:: Records to process
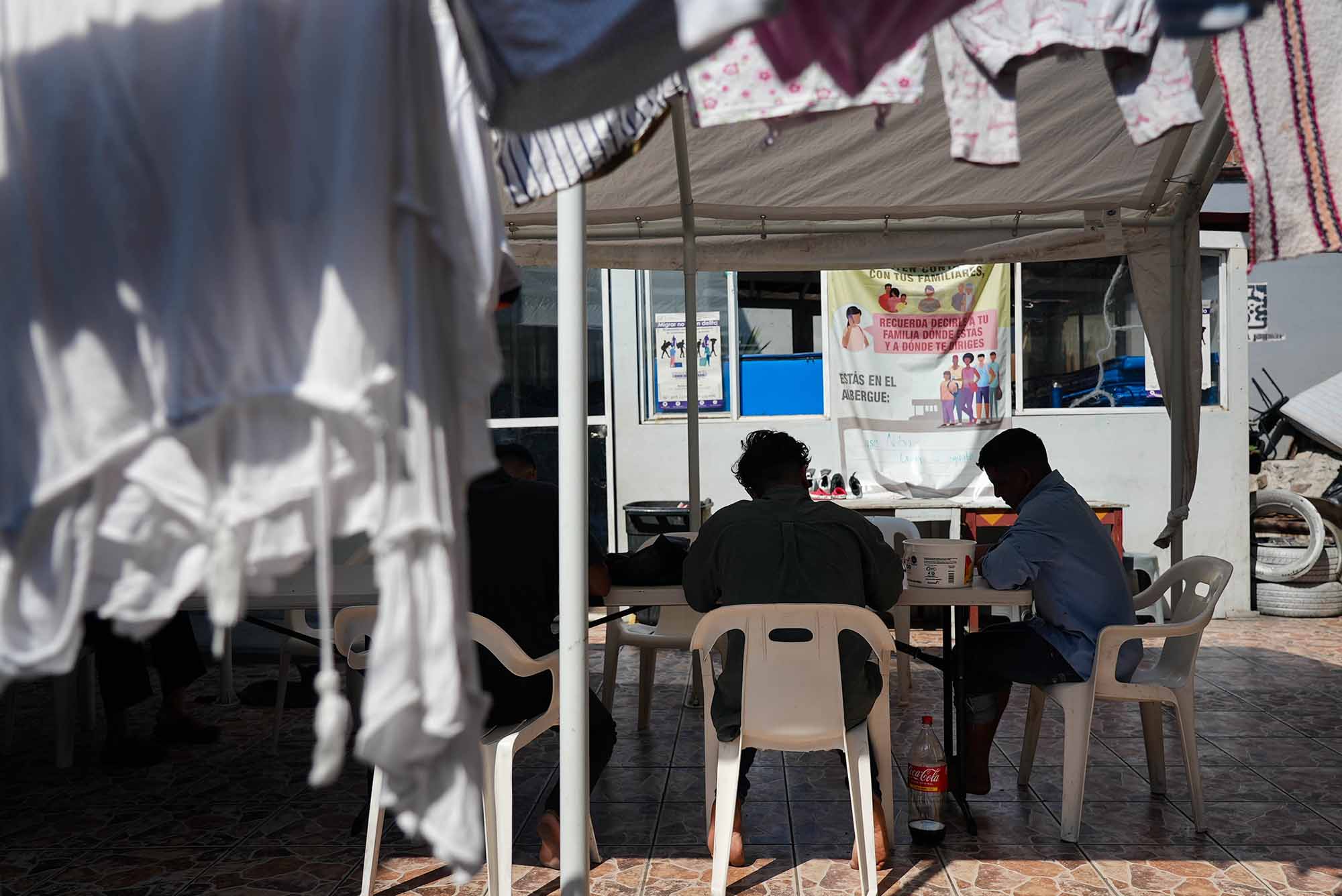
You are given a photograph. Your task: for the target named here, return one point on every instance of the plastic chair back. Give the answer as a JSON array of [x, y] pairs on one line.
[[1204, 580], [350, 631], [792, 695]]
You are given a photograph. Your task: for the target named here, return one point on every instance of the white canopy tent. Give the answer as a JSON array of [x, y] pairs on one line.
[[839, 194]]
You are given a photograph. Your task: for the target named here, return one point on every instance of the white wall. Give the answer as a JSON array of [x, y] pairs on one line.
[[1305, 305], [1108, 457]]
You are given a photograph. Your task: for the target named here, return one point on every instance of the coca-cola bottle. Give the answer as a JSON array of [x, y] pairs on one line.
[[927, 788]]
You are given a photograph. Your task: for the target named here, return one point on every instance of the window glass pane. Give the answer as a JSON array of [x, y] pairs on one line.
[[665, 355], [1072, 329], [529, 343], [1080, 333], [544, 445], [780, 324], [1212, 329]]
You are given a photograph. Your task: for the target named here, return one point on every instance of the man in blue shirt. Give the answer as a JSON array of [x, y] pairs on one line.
::::
§ **Work request**
Write every entry out again exactly, dropping the pictures.

§ **Completed exercise**
You are given a photograph. Your task: for the target named here, return one point on every instance of the plastic chair back. Give the answer as a JSON array of [x, y] pairs on one line.
[[1204, 580], [350, 631], [792, 695]]
You are given a photograph. Your task: for the target named here, return one point on every instance of the white canopy tent. Give the answer as a JSON array of [x, y] pairs on one line.
[[839, 194]]
You are given a photograph. Your task: for the target named here, return one point on every instance of the white wall. Give the answer as a JSON array of [x, y] pairs on one line.
[[1305, 305], [1108, 457]]
You are given a photograph. Your task: for the target named here, return one point on every instance of the coca-cola bottle. Give the answer as a JSON array of [x, y] pairs on one line.
[[927, 788]]
You are given a photograph. Your task: for the target named here, return one point on every instance of the window glass pane. Give the answer as a JSON array of [x, y] pairs on one line.
[[665, 355], [1072, 329], [529, 343], [1080, 333], [544, 445], [780, 324], [1212, 329]]
You are given a photograph. Your task: for the target named here, return one point on every instance of the man in blue shirt. Give the answer as a JSON array of [x, y] pairs on one line.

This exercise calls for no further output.